La rentrée littéraire fait chaque année beaucoup de bruit. Les éditeurs profitent de ce moment privilégié et particulièrement médiatisé pour sortir l'artilerie lourde et les livres auxquels ils croient le plus. Pourquoi? L'objectif est double.
Tout d'abord, la couverture médiatique. En quelques semaines, près de 600 titres envahiront les tables des libraires. Une telle vague fait grand bruit : les livres plus confidentiels ou les premiers romans profiteront de cet échos. Pour les banckables, l'enjeu est sensiblement différent : il s'agit toujours de profiter de cette vague mais en s'en démarquant. Ainsi, les journalistes relèvent avec curiosité les titres édités à plus de 50.000 exemplaires. C'est la barre symbolique à franchir pour être considéré comme best-seller. Parmis eux, il y aura bien évidemment un classement : qui dominera la rentrée? C'est ce livre-là qu'il faudra absolument avoir lu, dont il faudra parler sous peine d'avoir raté le buzz de la saison. Plus on parle d'eux, plus il y a de chances que les ventes soient bonnes.

LIGNES DE DONNÉES:
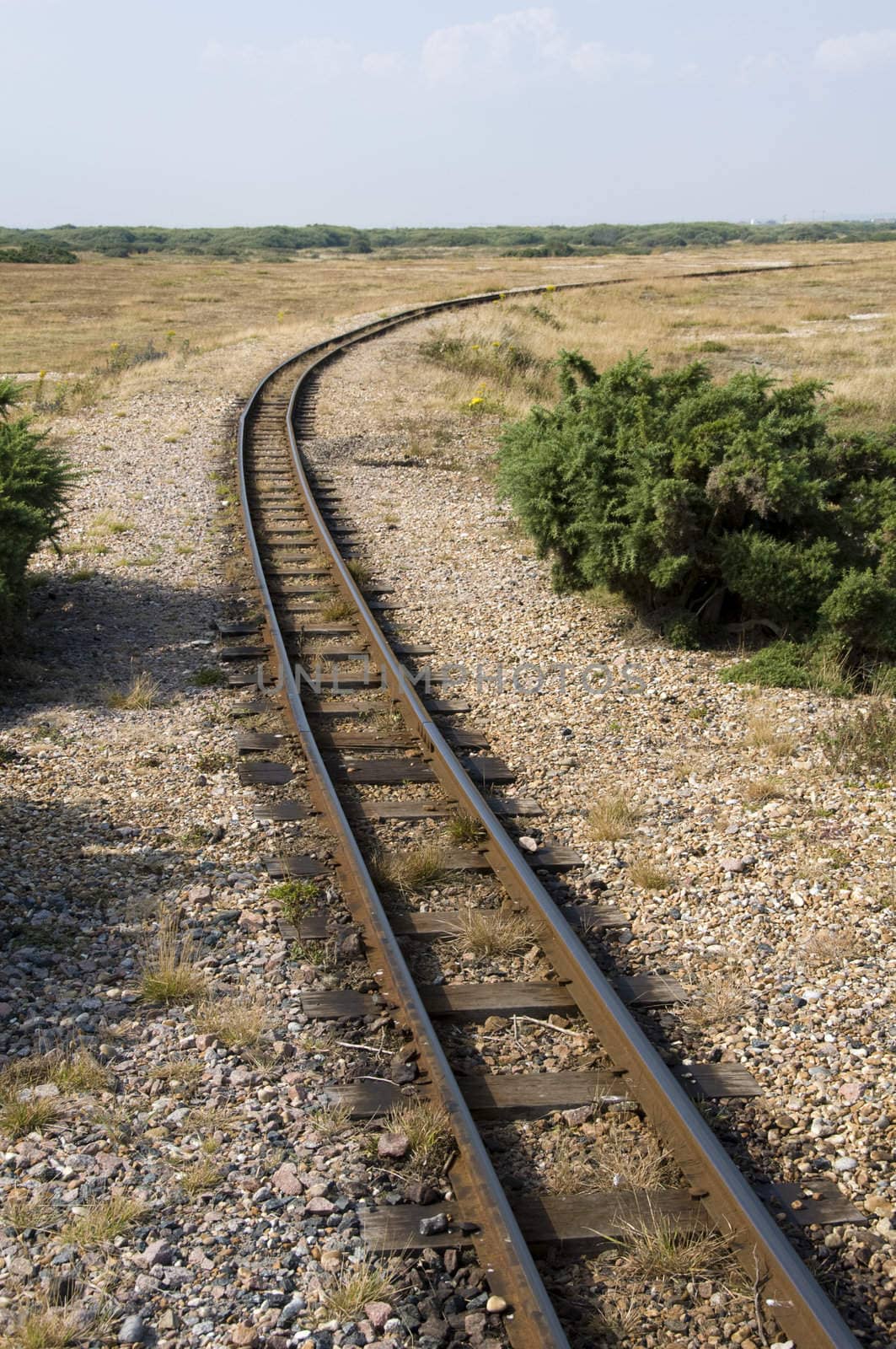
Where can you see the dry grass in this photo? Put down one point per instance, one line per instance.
(24, 1212)
(170, 973)
(409, 872)
(336, 609)
(236, 1022)
(428, 1131)
(46, 1328)
(103, 1221)
(649, 874)
(757, 791)
(201, 1177)
(612, 818)
(141, 694)
(718, 998)
(761, 734)
(833, 946)
(865, 741)
(624, 1155)
(22, 1117)
(464, 830)
(494, 932)
(361, 1282)
(657, 1248)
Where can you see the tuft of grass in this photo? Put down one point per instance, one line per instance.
(45, 1328)
(720, 998)
(361, 572)
(201, 1177)
(296, 899)
(833, 946)
(865, 742)
(103, 1221)
(208, 676)
(612, 818)
(622, 1157)
(141, 694)
(336, 609)
(26, 1212)
(464, 829)
(649, 874)
(22, 1117)
(361, 1282)
(761, 734)
(427, 1126)
(409, 872)
(494, 932)
(236, 1022)
(169, 965)
(761, 789)
(81, 1072)
(659, 1248)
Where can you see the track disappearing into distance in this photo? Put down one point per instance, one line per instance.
(289, 519)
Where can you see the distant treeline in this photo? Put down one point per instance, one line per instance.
(281, 242)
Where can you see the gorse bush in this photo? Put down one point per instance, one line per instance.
(711, 505)
(34, 482)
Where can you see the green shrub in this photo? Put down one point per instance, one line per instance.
(713, 503)
(34, 482)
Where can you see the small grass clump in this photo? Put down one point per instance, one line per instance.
(612, 818)
(494, 932)
(26, 1212)
(22, 1117)
(141, 694)
(45, 1328)
(761, 734)
(296, 897)
(170, 973)
(410, 872)
(103, 1221)
(208, 676)
(359, 1283)
(336, 609)
(464, 829)
(865, 742)
(757, 791)
(359, 572)
(649, 876)
(431, 1144)
(236, 1022)
(201, 1177)
(659, 1248)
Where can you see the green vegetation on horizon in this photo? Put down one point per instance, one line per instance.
(512, 240)
(716, 508)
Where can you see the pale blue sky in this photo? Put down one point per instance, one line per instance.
(189, 112)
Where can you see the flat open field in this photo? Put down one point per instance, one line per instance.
(833, 321)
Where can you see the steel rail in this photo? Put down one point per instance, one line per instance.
(790, 1293)
(788, 1290)
(534, 1322)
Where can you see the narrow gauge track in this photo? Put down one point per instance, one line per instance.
(287, 523)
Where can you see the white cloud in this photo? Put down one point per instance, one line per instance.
(856, 51)
(520, 45)
(517, 46)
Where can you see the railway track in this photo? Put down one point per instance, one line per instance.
(298, 556)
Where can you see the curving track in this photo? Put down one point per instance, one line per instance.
(287, 521)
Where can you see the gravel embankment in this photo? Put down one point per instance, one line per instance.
(775, 907)
(168, 1173)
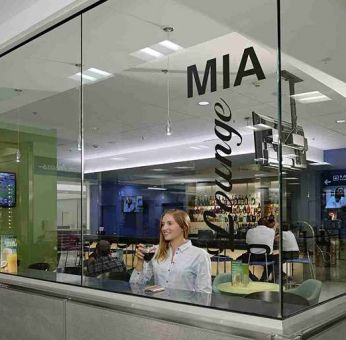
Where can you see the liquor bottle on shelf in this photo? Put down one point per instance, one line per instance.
(241, 201)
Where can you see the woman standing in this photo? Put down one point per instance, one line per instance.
(177, 263)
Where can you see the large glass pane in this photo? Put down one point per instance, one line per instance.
(178, 95)
(314, 92)
(40, 161)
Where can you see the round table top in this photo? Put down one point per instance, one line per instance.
(252, 287)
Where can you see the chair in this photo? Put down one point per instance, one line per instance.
(39, 266)
(274, 297)
(221, 278)
(218, 258)
(309, 245)
(264, 263)
(205, 235)
(309, 289)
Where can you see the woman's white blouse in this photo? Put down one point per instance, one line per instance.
(189, 269)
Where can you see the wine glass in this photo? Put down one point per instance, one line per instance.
(149, 252)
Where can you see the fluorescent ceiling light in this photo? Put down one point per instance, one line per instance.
(184, 167)
(156, 188)
(170, 45)
(70, 187)
(100, 72)
(320, 163)
(119, 158)
(262, 126)
(260, 175)
(335, 84)
(151, 52)
(310, 97)
(251, 127)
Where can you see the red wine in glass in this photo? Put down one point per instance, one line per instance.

DÉTAILS DE LA TÂCHE:
Pourriez-vous réécrire le passage sur la rentrée littéraire, de « La rentrée littéraire » jusqu'à « L'objectif est double. » inclus, en remplaçant « livres » par « ouvrages » ?

RÉPONSE ATTENDUE:
La rentrée littéraire fait chaque année beaucoup de bruit. Les éditeurs profitent de ce moment privilégié et particulièrement médiatisé pour sortir l'artilerie lourde et les ouvrages auxquels ils croient le plus. Pourquoi? L'objectif est double.